[Task description]:
Output the records from their start through the line containing "M128 10L111 4L55", inclusive, as a two-column CSV with the headers record_text and record_answer. Give one row per record, put each value in a single quoted field with line breaks replaced by spaces, and leave out the picture.

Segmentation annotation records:
········
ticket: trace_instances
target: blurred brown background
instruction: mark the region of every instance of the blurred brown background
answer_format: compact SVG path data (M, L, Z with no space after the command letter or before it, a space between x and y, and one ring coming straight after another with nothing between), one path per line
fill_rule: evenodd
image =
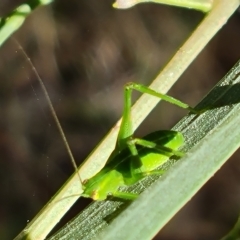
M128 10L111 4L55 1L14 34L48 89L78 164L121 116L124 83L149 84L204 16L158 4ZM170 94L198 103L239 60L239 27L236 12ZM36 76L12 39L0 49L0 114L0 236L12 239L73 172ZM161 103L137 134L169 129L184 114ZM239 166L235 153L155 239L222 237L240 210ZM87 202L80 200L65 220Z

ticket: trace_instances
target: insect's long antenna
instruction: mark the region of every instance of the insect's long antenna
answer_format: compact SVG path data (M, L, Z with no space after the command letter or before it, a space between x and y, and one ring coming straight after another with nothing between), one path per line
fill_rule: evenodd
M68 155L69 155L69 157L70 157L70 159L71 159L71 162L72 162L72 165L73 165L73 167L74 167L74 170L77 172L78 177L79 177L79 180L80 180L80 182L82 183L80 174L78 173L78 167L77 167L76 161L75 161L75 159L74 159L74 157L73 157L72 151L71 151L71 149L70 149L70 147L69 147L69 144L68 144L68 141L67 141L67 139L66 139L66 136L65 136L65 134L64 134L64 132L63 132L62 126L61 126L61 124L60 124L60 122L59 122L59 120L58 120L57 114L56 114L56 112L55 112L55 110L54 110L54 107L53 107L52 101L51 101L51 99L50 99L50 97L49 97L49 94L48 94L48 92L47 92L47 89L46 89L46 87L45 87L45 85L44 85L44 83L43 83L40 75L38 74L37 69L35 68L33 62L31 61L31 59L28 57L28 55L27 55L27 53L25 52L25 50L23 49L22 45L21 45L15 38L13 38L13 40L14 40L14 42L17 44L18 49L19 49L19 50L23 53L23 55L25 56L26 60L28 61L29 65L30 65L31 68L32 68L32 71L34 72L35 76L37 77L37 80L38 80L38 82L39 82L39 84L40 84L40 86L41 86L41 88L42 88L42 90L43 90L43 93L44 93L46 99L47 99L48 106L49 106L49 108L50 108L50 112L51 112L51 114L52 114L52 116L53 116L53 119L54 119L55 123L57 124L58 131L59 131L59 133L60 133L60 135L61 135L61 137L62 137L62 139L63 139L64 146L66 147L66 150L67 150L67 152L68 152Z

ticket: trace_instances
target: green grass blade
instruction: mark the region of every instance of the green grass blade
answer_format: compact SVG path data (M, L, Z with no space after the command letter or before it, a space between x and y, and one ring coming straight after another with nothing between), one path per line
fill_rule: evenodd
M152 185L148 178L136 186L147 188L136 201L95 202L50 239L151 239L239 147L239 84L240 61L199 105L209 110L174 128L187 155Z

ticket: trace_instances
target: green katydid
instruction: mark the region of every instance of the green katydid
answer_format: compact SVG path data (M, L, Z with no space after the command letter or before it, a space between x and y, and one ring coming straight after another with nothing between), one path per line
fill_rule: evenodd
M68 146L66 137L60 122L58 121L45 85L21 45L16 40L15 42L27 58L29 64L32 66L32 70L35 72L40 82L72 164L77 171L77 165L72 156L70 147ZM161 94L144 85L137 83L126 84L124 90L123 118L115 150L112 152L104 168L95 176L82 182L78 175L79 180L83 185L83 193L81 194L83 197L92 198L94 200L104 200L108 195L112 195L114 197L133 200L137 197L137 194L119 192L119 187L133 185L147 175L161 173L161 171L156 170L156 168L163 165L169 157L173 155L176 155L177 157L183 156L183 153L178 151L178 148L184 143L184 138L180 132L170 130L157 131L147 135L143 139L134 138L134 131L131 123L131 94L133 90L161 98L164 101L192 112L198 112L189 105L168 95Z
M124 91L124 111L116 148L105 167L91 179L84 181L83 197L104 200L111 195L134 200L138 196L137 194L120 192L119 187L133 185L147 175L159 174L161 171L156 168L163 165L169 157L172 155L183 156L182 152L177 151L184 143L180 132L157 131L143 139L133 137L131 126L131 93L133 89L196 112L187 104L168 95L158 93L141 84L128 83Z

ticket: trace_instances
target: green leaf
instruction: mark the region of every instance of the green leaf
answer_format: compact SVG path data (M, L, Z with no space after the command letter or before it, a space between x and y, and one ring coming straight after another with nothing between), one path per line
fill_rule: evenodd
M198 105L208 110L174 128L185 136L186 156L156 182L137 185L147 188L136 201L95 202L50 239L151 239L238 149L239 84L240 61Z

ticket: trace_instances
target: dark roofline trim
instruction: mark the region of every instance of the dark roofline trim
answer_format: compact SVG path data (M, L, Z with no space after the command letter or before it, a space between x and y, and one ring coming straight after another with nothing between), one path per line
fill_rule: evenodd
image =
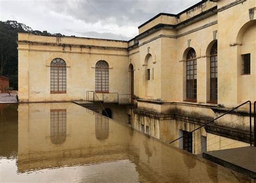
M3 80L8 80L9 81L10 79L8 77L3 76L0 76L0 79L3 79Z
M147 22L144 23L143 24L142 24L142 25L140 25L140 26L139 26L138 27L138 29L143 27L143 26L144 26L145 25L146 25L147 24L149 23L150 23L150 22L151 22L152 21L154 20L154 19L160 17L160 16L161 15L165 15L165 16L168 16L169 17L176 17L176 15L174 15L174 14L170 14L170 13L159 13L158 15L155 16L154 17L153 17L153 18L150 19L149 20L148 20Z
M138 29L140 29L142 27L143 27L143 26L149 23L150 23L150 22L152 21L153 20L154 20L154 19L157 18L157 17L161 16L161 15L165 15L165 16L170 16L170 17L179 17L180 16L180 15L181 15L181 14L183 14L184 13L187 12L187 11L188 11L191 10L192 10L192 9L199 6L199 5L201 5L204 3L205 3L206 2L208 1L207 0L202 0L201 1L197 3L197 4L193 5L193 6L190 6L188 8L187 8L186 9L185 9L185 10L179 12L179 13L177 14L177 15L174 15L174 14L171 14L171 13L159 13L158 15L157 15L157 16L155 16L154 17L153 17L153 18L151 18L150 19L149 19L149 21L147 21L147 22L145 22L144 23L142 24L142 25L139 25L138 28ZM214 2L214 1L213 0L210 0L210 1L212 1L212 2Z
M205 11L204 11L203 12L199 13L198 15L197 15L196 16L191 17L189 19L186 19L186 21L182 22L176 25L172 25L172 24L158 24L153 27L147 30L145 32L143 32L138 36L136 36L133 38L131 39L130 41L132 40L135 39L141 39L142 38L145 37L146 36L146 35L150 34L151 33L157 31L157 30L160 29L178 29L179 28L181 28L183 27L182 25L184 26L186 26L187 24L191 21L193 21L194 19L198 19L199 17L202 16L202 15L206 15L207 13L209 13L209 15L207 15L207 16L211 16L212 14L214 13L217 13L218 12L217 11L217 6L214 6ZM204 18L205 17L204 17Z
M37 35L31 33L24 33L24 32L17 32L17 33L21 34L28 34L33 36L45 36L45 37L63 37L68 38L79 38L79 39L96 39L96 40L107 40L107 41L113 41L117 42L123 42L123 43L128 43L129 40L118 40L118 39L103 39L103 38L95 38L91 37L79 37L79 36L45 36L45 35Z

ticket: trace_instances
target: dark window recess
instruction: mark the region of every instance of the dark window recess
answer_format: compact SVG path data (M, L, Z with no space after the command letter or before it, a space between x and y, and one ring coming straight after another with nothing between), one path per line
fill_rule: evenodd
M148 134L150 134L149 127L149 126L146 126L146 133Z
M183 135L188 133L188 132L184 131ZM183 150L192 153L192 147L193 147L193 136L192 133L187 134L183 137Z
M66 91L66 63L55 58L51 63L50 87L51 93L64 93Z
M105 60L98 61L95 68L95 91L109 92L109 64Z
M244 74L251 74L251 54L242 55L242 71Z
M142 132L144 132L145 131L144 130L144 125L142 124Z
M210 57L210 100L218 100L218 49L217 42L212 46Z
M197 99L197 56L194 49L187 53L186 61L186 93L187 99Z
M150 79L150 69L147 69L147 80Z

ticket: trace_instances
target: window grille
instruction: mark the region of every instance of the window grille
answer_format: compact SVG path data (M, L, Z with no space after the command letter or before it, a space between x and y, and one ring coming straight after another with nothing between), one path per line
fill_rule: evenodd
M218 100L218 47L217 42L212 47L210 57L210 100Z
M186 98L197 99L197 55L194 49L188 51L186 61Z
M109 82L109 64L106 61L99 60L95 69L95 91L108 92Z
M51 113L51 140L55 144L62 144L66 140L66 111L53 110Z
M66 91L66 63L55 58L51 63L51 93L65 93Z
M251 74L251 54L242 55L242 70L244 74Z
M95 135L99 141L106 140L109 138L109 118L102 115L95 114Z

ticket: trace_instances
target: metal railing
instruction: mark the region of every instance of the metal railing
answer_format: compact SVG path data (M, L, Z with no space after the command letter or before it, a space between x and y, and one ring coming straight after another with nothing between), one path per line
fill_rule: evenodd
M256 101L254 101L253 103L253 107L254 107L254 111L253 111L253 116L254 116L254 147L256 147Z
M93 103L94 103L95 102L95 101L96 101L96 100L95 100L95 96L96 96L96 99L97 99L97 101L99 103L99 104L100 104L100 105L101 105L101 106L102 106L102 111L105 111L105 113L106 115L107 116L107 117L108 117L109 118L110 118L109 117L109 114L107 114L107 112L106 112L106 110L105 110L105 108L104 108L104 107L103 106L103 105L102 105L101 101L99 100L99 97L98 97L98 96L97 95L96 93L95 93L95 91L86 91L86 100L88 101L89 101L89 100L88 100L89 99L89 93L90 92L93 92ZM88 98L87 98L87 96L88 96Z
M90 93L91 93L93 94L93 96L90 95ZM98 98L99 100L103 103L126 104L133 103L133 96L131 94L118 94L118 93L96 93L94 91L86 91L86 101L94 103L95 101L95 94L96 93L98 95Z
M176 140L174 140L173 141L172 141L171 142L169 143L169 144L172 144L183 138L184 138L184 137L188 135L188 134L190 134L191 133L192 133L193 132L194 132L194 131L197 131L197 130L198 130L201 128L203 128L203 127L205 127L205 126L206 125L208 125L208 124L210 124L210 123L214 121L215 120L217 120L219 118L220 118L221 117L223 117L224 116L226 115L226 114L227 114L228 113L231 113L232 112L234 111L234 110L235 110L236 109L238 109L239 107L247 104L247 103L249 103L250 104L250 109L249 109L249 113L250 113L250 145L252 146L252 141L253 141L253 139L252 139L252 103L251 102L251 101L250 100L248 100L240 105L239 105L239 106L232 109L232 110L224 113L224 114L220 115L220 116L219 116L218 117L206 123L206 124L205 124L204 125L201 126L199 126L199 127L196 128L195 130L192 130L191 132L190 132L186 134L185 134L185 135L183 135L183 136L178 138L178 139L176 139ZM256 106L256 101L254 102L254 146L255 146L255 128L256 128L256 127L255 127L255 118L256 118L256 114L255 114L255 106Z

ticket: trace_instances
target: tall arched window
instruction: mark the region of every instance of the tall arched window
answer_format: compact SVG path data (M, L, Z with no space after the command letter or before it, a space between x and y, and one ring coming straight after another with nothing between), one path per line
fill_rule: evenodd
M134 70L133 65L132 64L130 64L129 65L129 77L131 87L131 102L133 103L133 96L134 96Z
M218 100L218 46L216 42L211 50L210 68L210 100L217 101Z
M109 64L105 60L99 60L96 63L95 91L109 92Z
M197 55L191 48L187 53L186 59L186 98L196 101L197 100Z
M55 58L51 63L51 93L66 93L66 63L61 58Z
········
[Reply to the exercise]:
record_text,record_answer
"ticket: trace_instances target: blurred brown background instruction: mark the region of every instance of the blurred brown background answer_format: compact SVG path data (M, L, Z with no space after the command letter or before it, a space between x and y, and one ring coming straight after another with nothing between), one path per line fill_rule: evenodd image =","M128 10L111 4L55 1L14 34L48 89L78 164L121 116L124 83L149 84L204 16L158 4ZM170 94L198 103L239 60L239 27L236 12ZM36 76L12 39L0 49L0 114L0 236L12 239L73 172ZM161 103L137 134L169 129L184 114ZM239 166L235 153L155 239L222 237L240 210ZM87 202L80 200L65 220Z"